Problem A:
In the article about the URI mentor, in which residence hall was Tavares a resident assistant?
Problem B:
Please copy the URI mentor article again, beginning at the words "While maintaining her" and stopping after "for disabled children.", and switch "Hopkinton" to "Westerly".

Quoted passage:
┏━━

URI mentor prepares for the real world
KINGSTON, R.I. -- May 7, 2002 -- Like most new students, adjusting to life at the University of Rhode Island was not easy for Monica Tavares of Pawtucket. The URI senior, who is graduating May 19, learned from her experience and spent the last three years guiding and assisting others with their transition to their new atmosphere.
For three of her four years as a student at URI, Tavares was a resident assistant in Browning Hall, where she counseled and assisted students and enforced University policies. "I worked in a freshmen dorm and Im a mentor for them because Im an upperclassman. I gave them the support and encouragement they need to succeed through their college years," said Tavares.
While maintaining her grade point average, Tavares dedicated part of her time to performing community service. For instance, she volunteered at In Harmony Therapeutic Riding, a privately owned farm in Hopkinton that provides horseback riding opportunities for disabled children.
Last summer, Tavares also devoted her time to counseling students at the Times Squared Academy, a small charter school in Providence that concentrates on English, math and science. She helped organize a program that made learning fun by requiring students to take two summer courses and rewarding them with field trips to the beach and amusement parks.
As part of a multiculturalism class, Tavares led diversity workshops, which involved teaching high school students about racism, gender bias, multiculturalism, and sexual orientation. The workshops were designed to help students realize that some of the language they use may be offensive to other people.

┗━━

Material provided:
┏━━

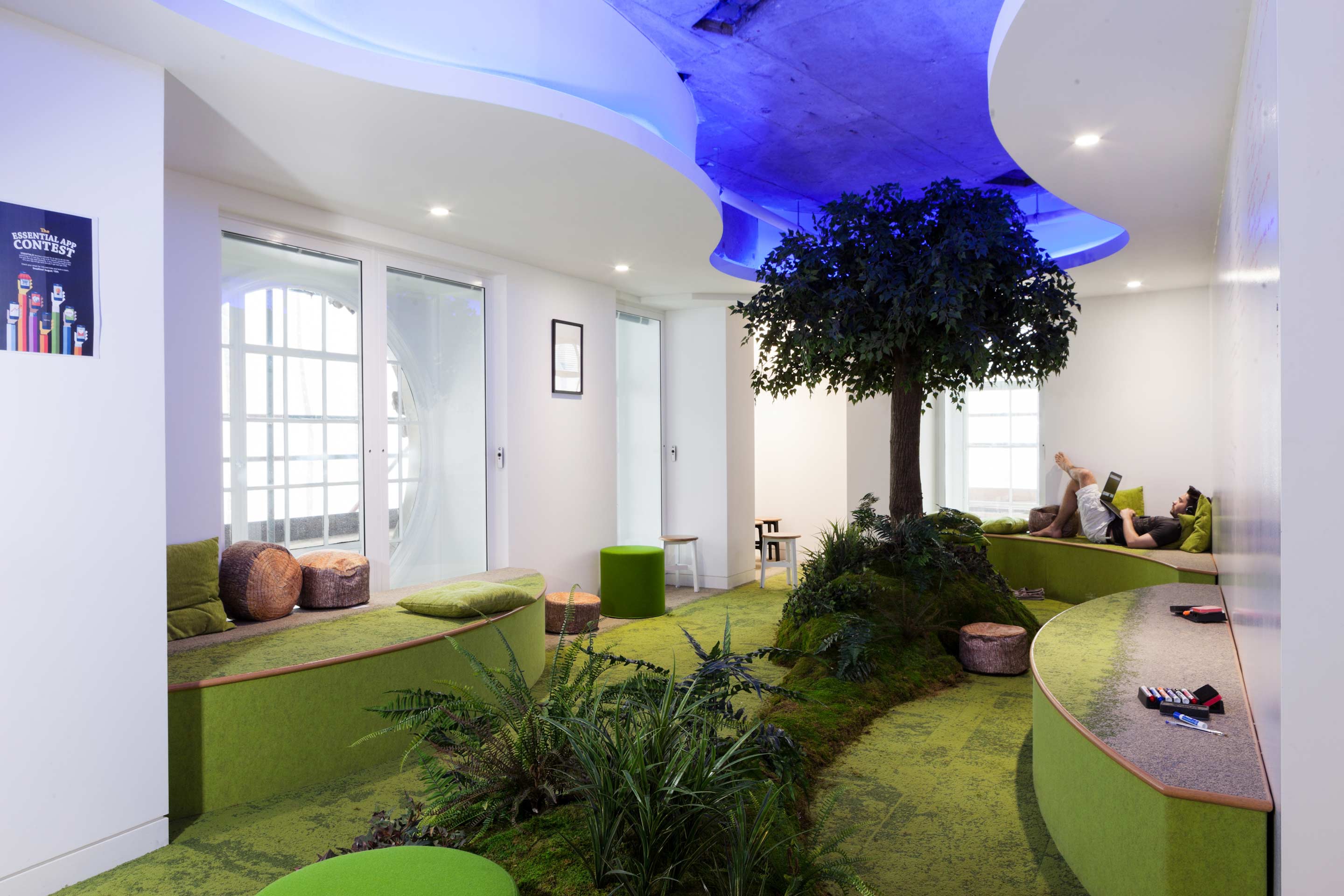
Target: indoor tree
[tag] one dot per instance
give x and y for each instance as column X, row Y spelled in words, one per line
column 910, row 297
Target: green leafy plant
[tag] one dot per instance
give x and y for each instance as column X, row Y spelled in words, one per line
column 491, row 756
column 909, row 297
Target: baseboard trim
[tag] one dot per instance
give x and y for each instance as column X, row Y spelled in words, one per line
column 85, row 861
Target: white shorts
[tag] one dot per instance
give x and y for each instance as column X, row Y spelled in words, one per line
column 1094, row 516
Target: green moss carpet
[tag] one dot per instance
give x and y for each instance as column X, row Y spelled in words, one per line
column 940, row 788
column 941, row 796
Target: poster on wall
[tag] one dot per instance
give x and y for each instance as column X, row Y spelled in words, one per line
column 51, row 261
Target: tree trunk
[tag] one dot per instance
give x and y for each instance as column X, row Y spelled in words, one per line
column 906, row 496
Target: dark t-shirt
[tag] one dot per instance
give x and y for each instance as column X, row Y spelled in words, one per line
column 1166, row 530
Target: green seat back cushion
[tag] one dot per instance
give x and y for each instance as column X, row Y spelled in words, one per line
column 1004, row 525
column 194, row 606
column 1132, row 499
column 465, row 600
column 405, row 871
column 1202, row 536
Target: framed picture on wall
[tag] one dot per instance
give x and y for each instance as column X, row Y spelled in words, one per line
column 566, row 358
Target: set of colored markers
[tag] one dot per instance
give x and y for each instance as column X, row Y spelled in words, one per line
column 31, row 320
column 1187, row 708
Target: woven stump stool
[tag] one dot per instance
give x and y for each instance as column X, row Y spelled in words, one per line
column 588, row 608
column 633, row 582
column 995, row 649
column 260, row 581
column 334, row 580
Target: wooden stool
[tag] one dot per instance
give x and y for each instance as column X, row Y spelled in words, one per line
column 785, row 545
column 678, row 540
column 995, row 649
column 588, row 608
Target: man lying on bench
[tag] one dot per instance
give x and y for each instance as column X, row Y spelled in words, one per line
column 1101, row 527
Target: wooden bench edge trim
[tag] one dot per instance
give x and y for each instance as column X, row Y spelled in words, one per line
column 1167, row 791
column 1070, row 543
column 349, row 658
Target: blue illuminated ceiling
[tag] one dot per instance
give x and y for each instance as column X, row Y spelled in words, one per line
column 803, row 100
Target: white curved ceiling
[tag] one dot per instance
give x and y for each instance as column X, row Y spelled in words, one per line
column 530, row 172
column 1156, row 81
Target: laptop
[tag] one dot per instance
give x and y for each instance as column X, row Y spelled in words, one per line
column 1108, row 493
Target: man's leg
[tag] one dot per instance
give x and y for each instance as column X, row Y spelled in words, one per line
column 1078, row 477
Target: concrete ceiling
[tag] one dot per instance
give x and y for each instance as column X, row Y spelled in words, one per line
column 811, row 98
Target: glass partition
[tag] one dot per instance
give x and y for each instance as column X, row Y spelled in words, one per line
column 639, row 429
column 436, row 427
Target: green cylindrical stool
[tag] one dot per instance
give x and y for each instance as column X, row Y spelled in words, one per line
column 406, row 871
column 632, row 582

┗━━

Answer section A:
Browning Hall

Answer section B:
While maintaining her grade point average, Tavares dedicated part of her time to performing community service. For instance, she volunteered at In Harmony Therapeutic Riding, a privately owned farm in Westerly that provides horseback riding opportunities for disabled children.